- **DATA RECORDS**
[Begin]
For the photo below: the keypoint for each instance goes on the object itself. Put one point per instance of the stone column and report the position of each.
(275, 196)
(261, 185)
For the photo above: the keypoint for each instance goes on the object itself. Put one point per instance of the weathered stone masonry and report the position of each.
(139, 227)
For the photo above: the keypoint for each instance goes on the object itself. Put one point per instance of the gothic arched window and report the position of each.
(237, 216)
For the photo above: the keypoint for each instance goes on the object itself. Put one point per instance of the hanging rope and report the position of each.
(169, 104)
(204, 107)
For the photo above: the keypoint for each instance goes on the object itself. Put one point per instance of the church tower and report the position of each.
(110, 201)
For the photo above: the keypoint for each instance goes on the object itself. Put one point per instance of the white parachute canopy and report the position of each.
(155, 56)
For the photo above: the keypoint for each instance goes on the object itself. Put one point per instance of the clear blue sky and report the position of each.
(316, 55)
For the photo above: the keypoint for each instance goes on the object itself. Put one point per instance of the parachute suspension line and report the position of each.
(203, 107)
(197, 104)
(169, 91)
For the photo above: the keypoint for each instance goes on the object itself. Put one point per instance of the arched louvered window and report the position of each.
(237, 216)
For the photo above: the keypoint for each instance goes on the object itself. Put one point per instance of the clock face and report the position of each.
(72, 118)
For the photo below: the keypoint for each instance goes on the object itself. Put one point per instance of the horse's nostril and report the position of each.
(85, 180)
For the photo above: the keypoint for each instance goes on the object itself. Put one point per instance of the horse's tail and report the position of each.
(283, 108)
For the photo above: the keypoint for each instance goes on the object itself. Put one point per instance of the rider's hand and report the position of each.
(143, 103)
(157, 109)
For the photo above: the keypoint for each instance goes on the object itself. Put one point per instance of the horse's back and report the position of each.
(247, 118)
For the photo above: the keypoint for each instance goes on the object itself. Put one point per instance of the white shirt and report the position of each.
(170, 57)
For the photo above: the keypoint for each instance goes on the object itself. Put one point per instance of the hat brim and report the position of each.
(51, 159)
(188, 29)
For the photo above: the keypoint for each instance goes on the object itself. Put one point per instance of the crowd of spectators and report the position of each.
[End]
- **DIRECTION**
Can you reproduce word for word the records above, beginning with the line that contains "hand and report the position of each." and continuing through the end of the records?

- **RESULT OF THIS EXERCISE**
For the photo above: the keypoint for each instance goes on the object itself. Put one point per instance of the rider's hand and report the position of each.
(143, 103)
(157, 109)
For the photo above: the keypoint for each instance goes on the object itself. Put one point per instance of the horse's back and report the position of each.
(247, 118)
For the photo above: the keypoint for each instance goes on the object itself. Put one point per instance of the white shirt and report the position of each.
(170, 57)
For the photo above: the keypoint for each instance goes on the object itself. Put one point per instance of the hat brim and report the position of each.
(51, 159)
(188, 29)
For the photo above: the keypoint for each instance goes on the object itself. Put one point per instance of the crowd of spectators and report the position of each.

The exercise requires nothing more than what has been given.